■ EXTRAIT CHOISI ■
——

Boutiques physiques : commerçants et e-commerçants sont condamnés à innover

Avec Surcouf, Virgin ou plus récemment Pixmania, la liste des enseignes ayant annoncé la fermeture de leur réseau de boutiques physiques s’allonge encore. Dans un marché ultra concurrentiel, les commerçants, traditionnels ou pure-players présents dans le monde physique, sont condamnés à innover pour se différencier et survivre à la guerre des prix menée par les grands pure-players, Amazon en tête.

Pour les pure-players, se lancer dans les boutiques physiques est un pari risqué

Pour les pure-players souhaitant lancer un réseau de boutiques, dupliquer le concept des enseignes physiques ou décliner simplement son site internet en magasin n’est plus suffisant : il faut innover, créer un lien fort entre la marque sur Internet et sa présence dans l’univers physique. Ce pari est loin d’être gagné.

L’exemple de Pixmania montre que l’e-retailer n’a jamais vraiment réussi sa mutation. Les acteurs du e-commerce qui ont réussi à maintenir et développer leur réseau physique, comme Cdiscount ou Grosbill par exemple, l’ont fait principalement grâce à l’appui de leur maison mère, Casino et Auchan respectivement. Ils ont tous deux profité du large réseau de distribution, de la notoriété et des moyens financiers des deux géants de la distribution.

Pour les pure-players, l’enjeu est donc d’innover dans l’expérience d’achat qu’ils offrent à leurs clients, et cela à tous les niveaux :

  • il faut innover dans les parcours d’achat, en créant une forte complémentarité entre le site web et la boutique, en mettant à disposition des moyens de paiement innovants – comme des terminaux de paiement mobiles ou du NFC – en lieu et place des caisses traditionnelles, ou encore en proposant des offres spéciales sur mobile pour attirer les clients en boutiques.
  • il faut innover dans la présentation des boutiques, en permettant aux clients de tester les produits les plus vendus sur le site, en leur mettant à disposition des bornes tactiles de démonstration et en réussissant à créer un véritable univers, plus chaleureux que ne l’est le simple point de retrait.
  • enfin, il faut innover dans les services offerts en boutique, avec des vendeurs conseils qui sauront conseiller et vendre des produits additionnels aux clients venus chercher leur colis, ou encore des programmes de fidélisation novateurs pour conserver des clients devenus très volatiles.

Jeff Bezos, le patron d’Amazon, résumait très bien ces enjeux pour les pure-players il y a quelques mois sur CBS : « Si 100 entreprises sont déjà présentes sur un marché et si vous êtes la 101ème entreprise à arriver sur ce marché, vous n’apportez rien à la société. Quant aux ventes, elles ne seraient de toute façon pas très bonnes. Nous voulons donc proposer quelque chose d’unique. Nous n’avons pas encore trouvé la bonne idée mais si nous la trouvons, nous ouvrirons des boutiques. »

——

■ DONNÉES FOURNIES ■

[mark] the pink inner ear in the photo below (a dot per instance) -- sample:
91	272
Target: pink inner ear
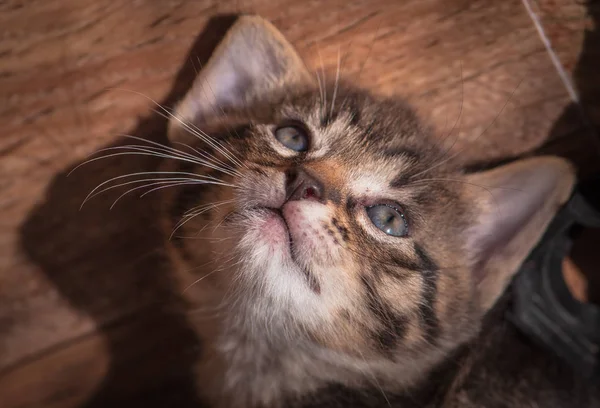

——

Répondez s'il vous plaît à ces questions sur l'extrait consacré aux boutiques physiques :
(a) Quelle maison mère a soutenu Grosbill ?
(b) Sur quelle chaîne Jeff Bezos s'est-il exprimé ?
(c) Quels moyens de paiement sont proposés à la place des caisses traditionnelles ?
Les données ne servent à rien ici.

(a) Auchan.
(b) CBS.
(c) Des terminaux de paiement mobiles ou du NFC.